● Required work:
Print all of the data below word for word, leaving out the pictures.

Stored data entries:
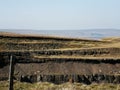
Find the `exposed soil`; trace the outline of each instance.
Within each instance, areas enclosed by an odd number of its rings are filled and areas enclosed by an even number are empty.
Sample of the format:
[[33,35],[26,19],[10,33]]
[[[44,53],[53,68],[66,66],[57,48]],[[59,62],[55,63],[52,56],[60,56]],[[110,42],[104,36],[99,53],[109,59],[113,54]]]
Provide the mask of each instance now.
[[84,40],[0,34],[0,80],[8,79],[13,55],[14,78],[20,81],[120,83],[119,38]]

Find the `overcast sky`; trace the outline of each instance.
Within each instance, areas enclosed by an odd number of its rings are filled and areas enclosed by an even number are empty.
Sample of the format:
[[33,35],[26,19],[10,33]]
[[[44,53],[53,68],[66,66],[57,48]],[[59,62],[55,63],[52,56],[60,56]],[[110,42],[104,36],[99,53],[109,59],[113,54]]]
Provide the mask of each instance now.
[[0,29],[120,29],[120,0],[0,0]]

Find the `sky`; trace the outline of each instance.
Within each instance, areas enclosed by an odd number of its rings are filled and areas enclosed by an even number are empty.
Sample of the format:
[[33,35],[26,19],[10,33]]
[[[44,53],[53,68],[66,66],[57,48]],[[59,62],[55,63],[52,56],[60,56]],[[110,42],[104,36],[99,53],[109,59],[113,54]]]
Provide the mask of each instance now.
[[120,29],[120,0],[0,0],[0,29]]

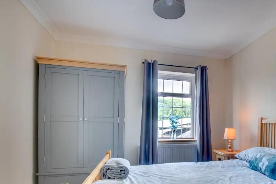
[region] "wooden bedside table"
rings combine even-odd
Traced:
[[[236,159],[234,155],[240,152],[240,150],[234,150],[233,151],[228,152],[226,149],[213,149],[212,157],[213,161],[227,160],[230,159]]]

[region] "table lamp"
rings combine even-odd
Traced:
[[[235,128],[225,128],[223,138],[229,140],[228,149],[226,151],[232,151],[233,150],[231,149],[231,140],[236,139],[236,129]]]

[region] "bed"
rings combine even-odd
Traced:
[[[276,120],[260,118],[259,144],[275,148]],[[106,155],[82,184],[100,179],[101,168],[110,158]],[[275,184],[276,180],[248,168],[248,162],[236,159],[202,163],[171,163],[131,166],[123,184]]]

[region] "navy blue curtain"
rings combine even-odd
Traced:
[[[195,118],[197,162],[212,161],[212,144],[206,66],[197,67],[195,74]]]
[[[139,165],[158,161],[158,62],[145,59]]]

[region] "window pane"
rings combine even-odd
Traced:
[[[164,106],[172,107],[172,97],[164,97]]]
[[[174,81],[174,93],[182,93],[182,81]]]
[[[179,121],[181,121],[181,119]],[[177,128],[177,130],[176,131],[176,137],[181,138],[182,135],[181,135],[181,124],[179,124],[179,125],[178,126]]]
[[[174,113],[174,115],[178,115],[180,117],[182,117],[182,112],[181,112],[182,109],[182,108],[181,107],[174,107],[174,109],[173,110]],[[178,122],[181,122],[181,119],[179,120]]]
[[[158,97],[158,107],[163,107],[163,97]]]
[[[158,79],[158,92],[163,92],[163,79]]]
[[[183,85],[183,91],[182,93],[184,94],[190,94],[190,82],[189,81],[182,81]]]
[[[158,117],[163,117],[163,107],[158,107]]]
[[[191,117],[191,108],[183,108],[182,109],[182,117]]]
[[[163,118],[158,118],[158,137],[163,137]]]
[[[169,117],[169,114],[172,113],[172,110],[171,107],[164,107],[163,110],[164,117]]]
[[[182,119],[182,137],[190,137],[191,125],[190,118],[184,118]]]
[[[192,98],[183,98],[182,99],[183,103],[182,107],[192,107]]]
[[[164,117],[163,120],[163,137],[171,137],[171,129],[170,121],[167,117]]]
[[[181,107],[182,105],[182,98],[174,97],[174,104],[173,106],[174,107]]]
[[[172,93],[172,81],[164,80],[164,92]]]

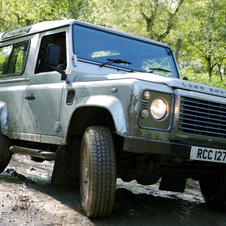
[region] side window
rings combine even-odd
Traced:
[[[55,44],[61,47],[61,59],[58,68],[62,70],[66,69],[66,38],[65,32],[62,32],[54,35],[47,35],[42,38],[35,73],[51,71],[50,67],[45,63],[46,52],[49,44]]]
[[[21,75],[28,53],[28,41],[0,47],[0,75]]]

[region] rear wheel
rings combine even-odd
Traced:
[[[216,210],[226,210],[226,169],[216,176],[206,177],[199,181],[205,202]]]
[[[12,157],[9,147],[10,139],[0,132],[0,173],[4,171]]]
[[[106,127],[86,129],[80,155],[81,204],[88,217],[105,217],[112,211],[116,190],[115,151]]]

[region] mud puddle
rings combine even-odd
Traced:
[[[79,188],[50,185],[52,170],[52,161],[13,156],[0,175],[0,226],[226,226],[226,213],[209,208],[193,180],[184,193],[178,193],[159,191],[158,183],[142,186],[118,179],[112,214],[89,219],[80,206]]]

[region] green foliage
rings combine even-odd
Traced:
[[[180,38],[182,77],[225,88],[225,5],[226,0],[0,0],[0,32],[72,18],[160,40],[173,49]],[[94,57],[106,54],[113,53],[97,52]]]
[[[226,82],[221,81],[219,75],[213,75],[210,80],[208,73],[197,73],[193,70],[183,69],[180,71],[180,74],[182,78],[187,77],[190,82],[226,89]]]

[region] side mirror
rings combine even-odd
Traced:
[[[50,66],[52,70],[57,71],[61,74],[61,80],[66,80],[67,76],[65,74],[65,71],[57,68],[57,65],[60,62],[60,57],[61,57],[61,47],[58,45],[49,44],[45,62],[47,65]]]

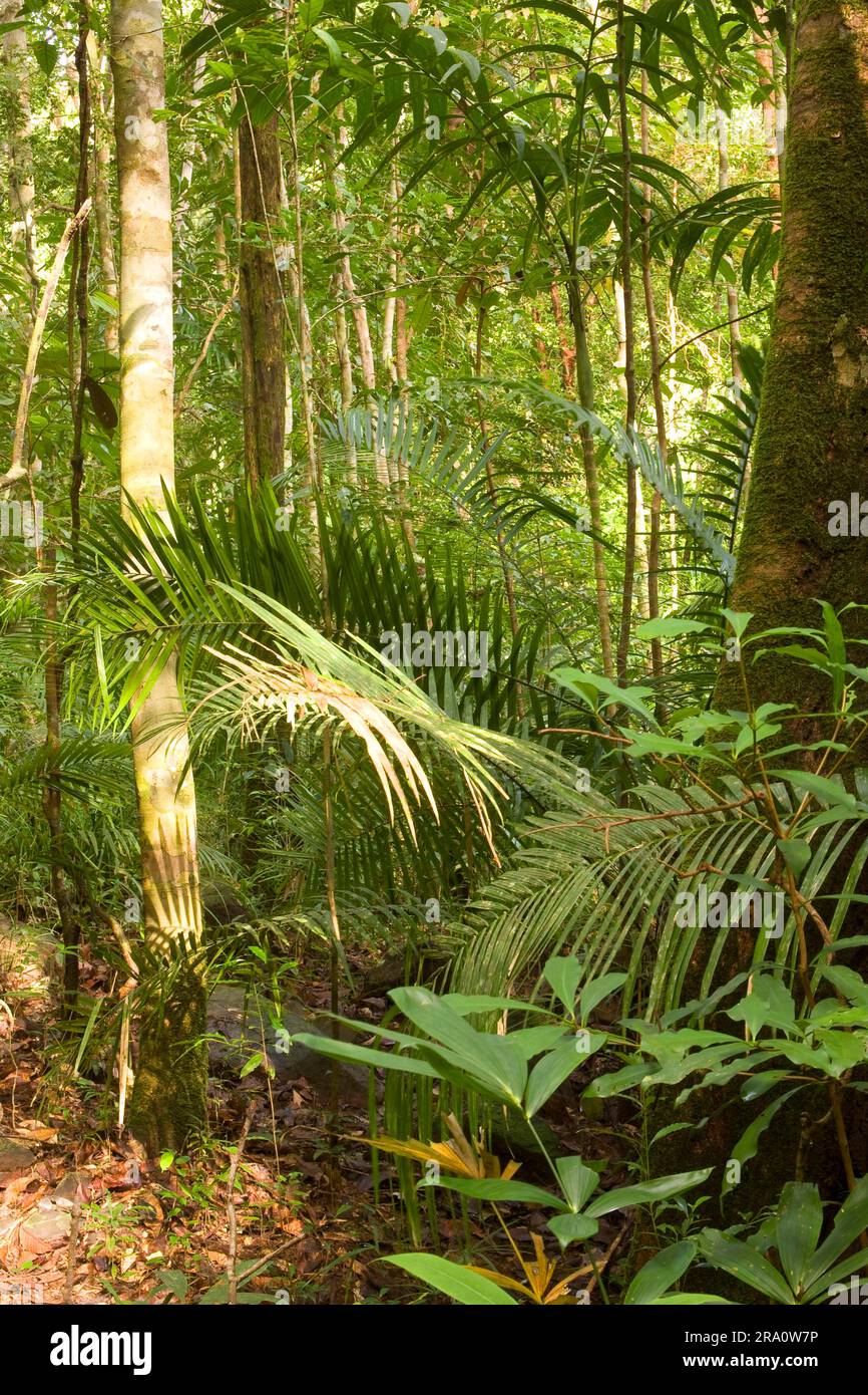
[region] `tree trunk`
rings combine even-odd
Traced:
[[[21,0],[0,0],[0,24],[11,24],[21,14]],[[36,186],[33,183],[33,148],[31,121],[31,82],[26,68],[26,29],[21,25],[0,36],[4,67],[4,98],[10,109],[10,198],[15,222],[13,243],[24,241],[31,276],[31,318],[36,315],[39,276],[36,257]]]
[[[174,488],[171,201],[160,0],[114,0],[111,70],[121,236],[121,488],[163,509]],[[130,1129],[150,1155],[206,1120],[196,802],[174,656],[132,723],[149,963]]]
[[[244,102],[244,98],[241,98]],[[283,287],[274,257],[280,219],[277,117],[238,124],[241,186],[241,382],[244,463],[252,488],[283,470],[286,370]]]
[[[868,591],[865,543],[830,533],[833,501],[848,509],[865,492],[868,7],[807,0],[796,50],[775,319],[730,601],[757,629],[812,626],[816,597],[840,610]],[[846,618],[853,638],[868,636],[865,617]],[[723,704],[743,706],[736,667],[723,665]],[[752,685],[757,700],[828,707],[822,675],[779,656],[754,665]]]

● Answer below:
Find the `exposed soil`; trace the outline of each instance.
Within each instance, areas enclosed by an odd number of its rings are filled and areas enclosed by an even number are empty.
Sample of the format:
[[33,35],[26,19],[10,33]]
[[[44,53],[53,68],[66,66],[57,48]],[[59,62],[55,63],[52,56],[60,56]],[[110,42],[104,36],[99,53],[109,59],[113,54]]]
Provide the mask of each instance now.
[[84,40],[0,34],[0,80],[8,79],[13,55],[14,78],[20,81],[120,83],[119,38]]

Find the `overcast sky`; trace the outline of each instance.
Within each instance, areas enclosed by an odd number of its rings are filled and areas enclosed by an even number are empty.
Sample of the format:
[[33,35],[26,19],[10,33]]
[[[44,53],[53,68],[66,66],[57,48]],[[59,62],[55,63],[52,56],[60,56]],[[110,42],[104,36],[99,53],[109,59],[113,54]]]
Provide the mask of each instance now.
[[0,29],[120,29],[120,0],[0,0]]

Find the `sky`; trace the outline of each instance.
Within each instance, areas enclosed by an odd number of its rings are filled and areas enclosed by an even number are empty.
Sample of the format:
[[33,35],[26,19],[10,33]]
[[[44,53],[53,68],[66,66],[57,48]],[[59,62],[55,63],[52,56],[60,56]],[[110,42],[104,36],[99,53],[109,59],[113,54]]]
Provide the mask of each instance now.
[[120,29],[120,0],[0,0],[0,29]]

[region] "wooden bedside table"
rings combine even-odd
Traced:
[[[236,159],[234,155],[240,152],[240,150],[234,150],[233,151],[228,152],[226,149],[213,149],[212,157],[213,161],[227,160],[230,159]]]

[region] "table lamp"
rings combine even-odd
Traced:
[[[235,128],[225,128],[223,138],[229,140],[228,149],[226,151],[232,151],[233,150],[231,149],[231,140],[236,139],[236,129]]]

[region] "bed"
rings combine even-odd
Traced:
[[[276,120],[260,118],[259,144],[275,148]],[[106,155],[82,184],[100,179],[101,168],[110,158]],[[275,184],[276,180],[248,168],[248,162],[236,159],[202,163],[171,163],[131,166],[123,184]]]

[region] "navy blue curtain"
rings combine even-odd
Traced:
[[[195,118],[197,162],[212,161],[212,144],[206,66],[197,67],[195,74]]]
[[[139,165],[158,161],[158,62],[145,59]]]

[region] "window pane"
rings combine even-odd
Traced:
[[[164,106],[172,107],[172,97],[164,97]]]
[[[174,81],[174,93],[182,93],[182,81]]]
[[[179,121],[181,121],[181,119]],[[177,128],[177,130],[176,131],[176,137],[181,138],[182,135],[181,135],[181,124],[179,124],[179,125],[178,126]]]
[[[174,113],[174,115],[178,115],[180,117],[182,117],[182,112],[181,112],[182,109],[182,108],[181,107],[174,107],[174,109],[173,110]],[[178,122],[181,122],[181,119],[179,120]]]
[[[158,97],[158,107],[163,107],[163,97]]]
[[[158,79],[158,92],[163,92],[163,79]]]
[[[183,85],[183,91],[182,93],[184,94],[190,94],[190,82],[189,81],[182,81]]]
[[[158,117],[163,117],[163,107],[158,107]]]
[[[191,117],[191,108],[183,108],[182,109],[182,117]]]
[[[163,118],[158,118],[158,137],[163,137]]]
[[[169,117],[169,114],[172,113],[172,110],[171,107],[164,107],[163,110],[164,117]]]
[[[182,119],[182,137],[190,137],[191,125],[190,118],[184,118]]]
[[[192,98],[183,98],[182,99],[183,103],[182,107],[192,107]]]
[[[164,117],[163,120],[163,137],[171,137],[171,129],[170,121],[167,117]]]
[[[181,107],[182,105],[182,98],[174,97],[174,104],[173,106],[174,107]]]
[[[172,93],[172,81],[164,80],[164,92]]]

[region] side window
rings combine even-odd
Traced:
[[[55,44],[61,47],[61,59],[58,68],[62,70],[66,69],[66,38],[65,32],[62,32],[54,35],[47,35],[42,38],[35,73],[51,71],[50,67],[45,63],[46,52],[49,44]]]
[[[21,75],[28,53],[28,41],[0,47],[0,75]]]

[region] rear wheel
rings combine even-odd
Traced:
[[[216,210],[226,210],[226,169],[216,176],[206,177],[199,181],[205,202]]]
[[[12,157],[9,147],[10,139],[0,132],[0,173],[4,171]]]
[[[106,127],[86,129],[80,155],[81,204],[88,217],[105,217],[112,211],[116,190],[115,151]]]

[region] mud puddle
rings combine even-odd
Traced:
[[[79,188],[50,185],[52,170],[52,161],[13,156],[0,175],[0,226],[226,226],[226,213],[209,208],[193,180],[184,193],[178,193],[159,191],[158,183],[142,186],[118,179],[112,214],[89,219],[80,206]]]

[region] green foliage
rings combine even-odd
Traced:
[[[180,38],[182,77],[225,88],[225,5],[226,0],[0,0],[0,32],[72,18],[160,40],[173,49]],[[94,57],[106,54],[113,53],[97,52]]]
[[[226,82],[221,81],[219,75],[213,75],[210,80],[208,73],[197,73],[193,70],[183,69],[180,71],[180,74],[182,78],[187,77],[190,82],[226,89]]]

[region] side mirror
rings combine even-odd
Traced:
[[[50,66],[52,70],[57,71],[61,74],[61,80],[66,80],[67,76],[65,74],[65,71],[57,68],[57,65],[60,62],[60,57],[61,57],[61,47],[58,45],[49,44],[45,62],[47,65]]]

[region] `tree trunk`
rings combine even-odd
Traced:
[[[21,0],[0,0],[0,24],[11,24],[21,14]],[[36,186],[33,183],[33,148],[31,121],[31,82],[26,68],[26,29],[21,25],[0,36],[4,67],[4,98],[10,109],[10,198],[15,222],[13,243],[24,241],[31,276],[31,318],[36,315],[39,276],[36,257]]]
[[[174,488],[171,201],[160,0],[114,0],[111,70],[121,236],[121,488],[163,509]],[[130,1129],[150,1155],[206,1120],[196,802],[174,656],[132,723],[149,963]]]
[[[244,102],[244,98],[241,98]],[[283,287],[274,257],[280,219],[277,117],[238,124],[241,186],[241,382],[244,463],[252,488],[283,470],[286,370]]]
[[[868,591],[865,543],[830,533],[833,501],[848,509],[865,492],[868,7],[807,0],[796,50],[775,319],[730,601],[757,629],[812,626],[816,597],[840,610]],[[846,618],[853,638],[868,636],[865,617]],[[723,704],[743,706],[736,667],[723,665]],[[752,685],[757,700],[828,707],[822,675],[779,656],[754,665]]]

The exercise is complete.